## WHAT IS BEING ASKED:
The records appear below. Copy each one exactly.

━━ PROVIDED ENTRIES

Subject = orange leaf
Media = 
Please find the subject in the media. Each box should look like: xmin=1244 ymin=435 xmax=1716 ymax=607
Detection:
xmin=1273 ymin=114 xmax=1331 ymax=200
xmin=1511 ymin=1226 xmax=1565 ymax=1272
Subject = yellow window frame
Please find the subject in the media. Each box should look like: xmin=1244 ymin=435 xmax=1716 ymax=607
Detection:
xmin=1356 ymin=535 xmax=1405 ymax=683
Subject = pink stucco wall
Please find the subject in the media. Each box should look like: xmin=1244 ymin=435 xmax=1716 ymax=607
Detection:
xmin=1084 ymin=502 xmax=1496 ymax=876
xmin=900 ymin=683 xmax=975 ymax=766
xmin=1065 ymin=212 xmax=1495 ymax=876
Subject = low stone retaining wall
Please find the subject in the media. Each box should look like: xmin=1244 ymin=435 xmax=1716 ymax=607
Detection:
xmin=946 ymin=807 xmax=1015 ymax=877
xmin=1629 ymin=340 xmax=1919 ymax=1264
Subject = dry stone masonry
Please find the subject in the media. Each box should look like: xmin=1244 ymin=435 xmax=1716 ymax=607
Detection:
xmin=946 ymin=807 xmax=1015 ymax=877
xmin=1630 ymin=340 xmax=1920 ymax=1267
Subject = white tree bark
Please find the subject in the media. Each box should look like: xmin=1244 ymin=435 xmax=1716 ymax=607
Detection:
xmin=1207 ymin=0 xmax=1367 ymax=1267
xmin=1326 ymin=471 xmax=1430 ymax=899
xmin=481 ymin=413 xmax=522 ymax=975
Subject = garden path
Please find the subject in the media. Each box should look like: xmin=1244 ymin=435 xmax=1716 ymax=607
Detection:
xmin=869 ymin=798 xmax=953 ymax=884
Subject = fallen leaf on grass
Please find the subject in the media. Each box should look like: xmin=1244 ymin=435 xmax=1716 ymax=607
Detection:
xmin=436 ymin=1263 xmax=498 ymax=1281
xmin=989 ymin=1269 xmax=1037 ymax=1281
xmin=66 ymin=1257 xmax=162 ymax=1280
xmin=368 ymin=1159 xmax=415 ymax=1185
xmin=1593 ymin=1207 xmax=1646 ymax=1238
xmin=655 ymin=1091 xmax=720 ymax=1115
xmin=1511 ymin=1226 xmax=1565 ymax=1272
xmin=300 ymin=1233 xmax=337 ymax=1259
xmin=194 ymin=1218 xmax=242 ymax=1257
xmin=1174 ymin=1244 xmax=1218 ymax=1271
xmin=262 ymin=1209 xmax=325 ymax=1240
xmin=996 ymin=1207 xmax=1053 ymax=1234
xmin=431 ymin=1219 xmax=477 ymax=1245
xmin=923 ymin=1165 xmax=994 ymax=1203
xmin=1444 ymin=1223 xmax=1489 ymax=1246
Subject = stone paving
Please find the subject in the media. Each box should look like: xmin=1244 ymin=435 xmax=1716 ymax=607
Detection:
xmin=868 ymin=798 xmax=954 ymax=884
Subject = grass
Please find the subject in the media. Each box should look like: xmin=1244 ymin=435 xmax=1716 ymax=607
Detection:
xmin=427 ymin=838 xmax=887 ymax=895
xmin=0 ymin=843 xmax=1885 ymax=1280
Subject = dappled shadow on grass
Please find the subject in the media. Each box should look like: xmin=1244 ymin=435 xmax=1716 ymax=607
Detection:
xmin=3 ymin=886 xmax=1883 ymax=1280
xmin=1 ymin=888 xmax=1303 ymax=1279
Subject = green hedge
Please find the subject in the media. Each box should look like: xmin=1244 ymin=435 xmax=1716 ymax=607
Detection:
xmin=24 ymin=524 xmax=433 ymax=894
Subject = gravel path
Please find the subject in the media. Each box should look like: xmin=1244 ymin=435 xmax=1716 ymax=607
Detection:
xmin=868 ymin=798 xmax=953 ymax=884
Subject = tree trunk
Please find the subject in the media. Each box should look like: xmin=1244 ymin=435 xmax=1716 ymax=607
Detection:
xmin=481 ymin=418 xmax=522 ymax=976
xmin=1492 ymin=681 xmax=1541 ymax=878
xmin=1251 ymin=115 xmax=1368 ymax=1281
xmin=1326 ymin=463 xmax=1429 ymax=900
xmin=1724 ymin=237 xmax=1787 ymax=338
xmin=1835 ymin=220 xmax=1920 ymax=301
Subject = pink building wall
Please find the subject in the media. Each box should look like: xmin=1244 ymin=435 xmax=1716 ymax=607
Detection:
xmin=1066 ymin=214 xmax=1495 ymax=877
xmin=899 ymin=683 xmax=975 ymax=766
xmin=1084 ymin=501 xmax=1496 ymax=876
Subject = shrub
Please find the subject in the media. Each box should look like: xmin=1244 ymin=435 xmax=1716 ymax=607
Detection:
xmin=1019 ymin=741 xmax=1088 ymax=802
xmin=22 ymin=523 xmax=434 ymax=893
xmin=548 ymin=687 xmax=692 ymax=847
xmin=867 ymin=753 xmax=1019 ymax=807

━━━━

## WRITTEN REPLY:
Subject = orange leaf
Media = 
Please find the subject in the media. Each box should look like: xmin=1244 ymin=435 xmax=1716 ymax=607
Detection:
xmin=1273 ymin=114 xmax=1331 ymax=200
xmin=1511 ymin=1226 xmax=1565 ymax=1272
Subject = yellow window frame
Please find the subject in the media. Each box should look like: xmin=1244 ymin=435 xmax=1716 ymax=607
Detection:
xmin=1356 ymin=535 xmax=1405 ymax=683
Subject = pink stucco wall
Please find the subject in the media. Each box should look like: xmin=1244 ymin=435 xmax=1716 ymax=607
Detection:
xmin=1084 ymin=502 xmax=1496 ymax=876
xmin=900 ymin=683 xmax=975 ymax=766
xmin=1065 ymin=212 xmax=1495 ymax=876
Subject = low stone retaining wall
Please find the subject in the media. Each box should look like: xmin=1244 ymin=435 xmax=1716 ymax=607
Detection:
xmin=946 ymin=807 xmax=1015 ymax=877
xmin=1629 ymin=340 xmax=1919 ymax=1264
Subject = dry stone masonry
Please find the subject in the media. Each box should look like: xmin=1244 ymin=435 xmax=1716 ymax=607
Detection:
xmin=946 ymin=807 xmax=1015 ymax=877
xmin=1630 ymin=340 xmax=1920 ymax=1267
Subject = white tree bark
Please find the subject in the media. Each box should look like: xmin=1244 ymin=435 xmax=1716 ymax=607
Detection:
xmin=1207 ymin=0 xmax=1367 ymax=1267
xmin=1326 ymin=471 xmax=1430 ymax=899
xmin=481 ymin=413 xmax=522 ymax=975
Subject = garden path
Please find the subject in the media. Each box should look like: xmin=1244 ymin=435 xmax=1716 ymax=607
Detection:
xmin=869 ymin=798 xmax=953 ymax=884
Subject = fallen leaf on grass
Please find the subject in the media. Each box should look like: xmin=1244 ymin=435 xmax=1716 ymax=607
Detection:
xmin=436 ymin=1263 xmax=498 ymax=1281
xmin=989 ymin=1269 xmax=1037 ymax=1281
xmin=66 ymin=1257 xmax=162 ymax=1280
xmin=368 ymin=1159 xmax=415 ymax=1185
xmin=1593 ymin=1207 xmax=1646 ymax=1238
xmin=655 ymin=1091 xmax=720 ymax=1115
xmin=1511 ymin=1226 xmax=1565 ymax=1272
xmin=300 ymin=1233 xmax=337 ymax=1259
xmin=194 ymin=1218 xmax=242 ymax=1257
xmin=1174 ymin=1244 xmax=1218 ymax=1271
xmin=262 ymin=1209 xmax=325 ymax=1240
xmin=996 ymin=1207 xmax=1053 ymax=1234
xmin=431 ymin=1219 xmax=477 ymax=1245
xmin=923 ymin=1165 xmax=994 ymax=1203
xmin=1444 ymin=1223 xmax=1489 ymax=1246
Subject = stone paving
Please find the subject in the media. Each box should look like: xmin=1244 ymin=435 xmax=1716 ymax=607
Detection:
xmin=868 ymin=798 xmax=954 ymax=884
Subject = grass
Please find the subject in the media. Each box should look like: xmin=1244 ymin=435 xmax=1716 ymax=607
Detection:
xmin=427 ymin=838 xmax=887 ymax=895
xmin=0 ymin=843 xmax=1885 ymax=1280
Subject = dappled shadow on grass
Please find the subject in the media. Each box should look like: xmin=1244 ymin=435 xmax=1716 ymax=607
Detection:
xmin=3 ymin=886 xmax=1883 ymax=1280
xmin=1 ymin=888 xmax=1303 ymax=1279
Subject = green hedge
Please find the subject in the media. Each box should look like: xmin=1244 ymin=435 xmax=1716 ymax=607
Detection:
xmin=24 ymin=524 xmax=433 ymax=894
Subject = gravel path
Please find the subject in the media. Each box should look like: xmin=1244 ymin=435 xmax=1716 ymax=607
Detection:
xmin=868 ymin=798 xmax=953 ymax=884
Subject = tree trunk
Please find the subject in the media. Each box should look like: xmin=1244 ymin=435 xmax=1716 ymax=607
Detection:
xmin=481 ymin=418 xmax=522 ymax=976
xmin=1492 ymin=681 xmax=1541 ymax=878
xmin=1251 ymin=115 xmax=1368 ymax=1281
xmin=1326 ymin=463 xmax=1429 ymax=900
xmin=1724 ymin=237 xmax=1787 ymax=338
xmin=1835 ymin=220 xmax=1920 ymax=301
Subject = pink building wall
Please find the subject in the media. Each box should look like: xmin=1244 ymin=435 xmax=1716 ymax=607
Detection:
xmin=1066 ymin=214 xmax=1495 ymax=877
xmin=899 ymin=683 xmax=975 ymax=766
xmin=1084 ymin=501 xmax=1496 ymax=876
Subject = shrub
Please find the subject in the media. Each box should look like: xmin=1244 ymin=435 xmax=1716 ymax=607
Detection:
xmin=1019 ymin=741 xmax=1088 ymax=802
xmin=22 ymin=523 xmax=434 ymax=893
xmin=548 ymin=687 xmax=692 ymax=847
xmin=867 ymin=753 xmax=1019 ymax=807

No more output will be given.